** Text shown **
=== Section Start ===

The goal of this tutorial is to give you a rough and ready introduction to databases and give you the tools you need to get to work using the database tools available to you.

We will begin by focussing on some of the more theoretical aspects of databases so that you will have a good feel for the generic subject before we start in on all the specifics.

Types of Databases

These days, when you talk about databases in the wild, you are primarily talking about two types: analytical databases and operational databases.

Let's examine each type.

Analytic Databases

Analytic databases (a.k.a. OLAP- On Line Analytical Processing) are primarily static, read-only databases which store archived, historical data used for analysis. For example, a company might store sales records over the last ten years in an analytic database and use that database to analyze marketing strategies in relationship to demographics.

On the web, you will often see analytic databases in the form of inventory catalogs such as the one shown previously from Amazon.com. An inventory catalog analytical database usually holds descriptive information about all available products in the inventory.

Web pages are generated dynamically by querying the list of available products in the inventory against some search parameters. The dynamically-generated page will display the information about each item (such as title, author, ISBN) which is stored in the database.

Operational Databases

Operational databases (a.k.a. OLTP On Line Transaction Processing), on the other hand, are used to manage more dynamic bits of data. These types of databases allow you to do more than simply view archived data. Operational databases allow you to modify that data (add, change or delete data).

These types of databases are usually used to track real-time information. For example, a company might have an operational database used to track warehouse/stock quantities. As customers order products from an online web store, an operational database can be used to keep track of how many items have been sold and when the company will need to reorder stock.

Database Models

Besides differentiating databases according to function, databases can also be differentiated according to how they model the data.

What is a data model?

Well, essentially a data model is a "description" of both a container for data and a methodology for storing and retrieving data from that container. Actually, there isn't really a data model "thing". Data models are abstractions, oftentimes mathematical algorithms and concepts. You cannot really touch a data model. But nevertheless, they are very useful. The analysis and design of data models has been the cornerstone of the evolution of databases. As models have advanced so has database efficiency.

Before the 1980's, the two most commonly used Database Models were the hierarchical and network systems. Let's take a quick look at these two models and then move on to the more current models.

Hierarchical Databases

As its name implies, the Hierarchical Database Model defines hierarchically-arranged data.

Perhaps the most intuitive way to visualize this type of relationship is by visualizing an upside down tree of data. In this tree, a single table acts as the "root" of the database from which other tables "branch" out.

You will be instantly familiar with this relationship because that is how all windows-based directory management systems (like Windows Explorer) work these days.

Relationships in such a system are thought of in terms of children and parents such that a child may only have one parent but a parent can have multiple children. Parents and children are tied together by links called "pointers" (perhaps physical addresses inside the file system). A parent will have a list of pointers to each of their children.

=== Section End ===

** What you need to do **
According to the database tutorial, which two database models were most commonly used before the 1980s?

** Supplied data **
=== Section Start ===

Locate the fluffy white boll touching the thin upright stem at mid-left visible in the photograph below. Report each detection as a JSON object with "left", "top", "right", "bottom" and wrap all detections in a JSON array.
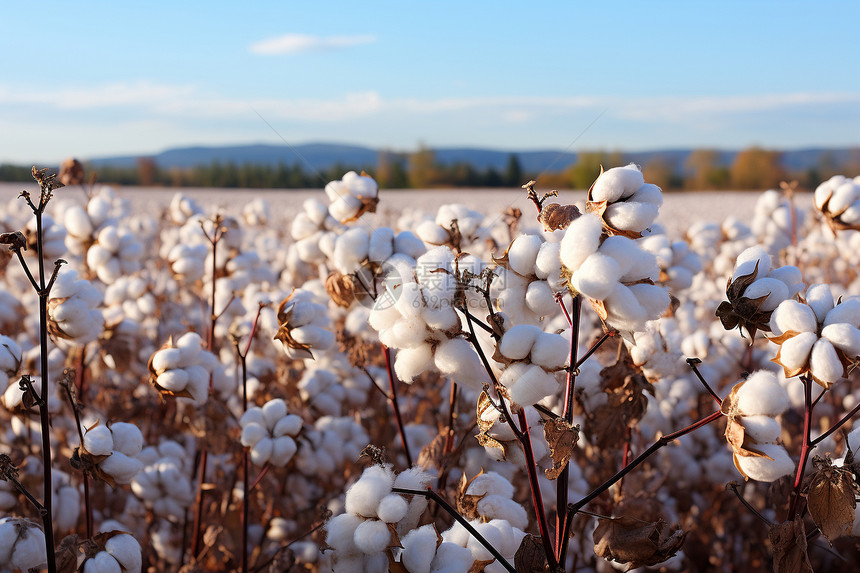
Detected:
[{"left": 148, "top": 332, "right": 218, "bottom": 406}]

=== Section End ===

** Expected answer **
The hierarchical and network models.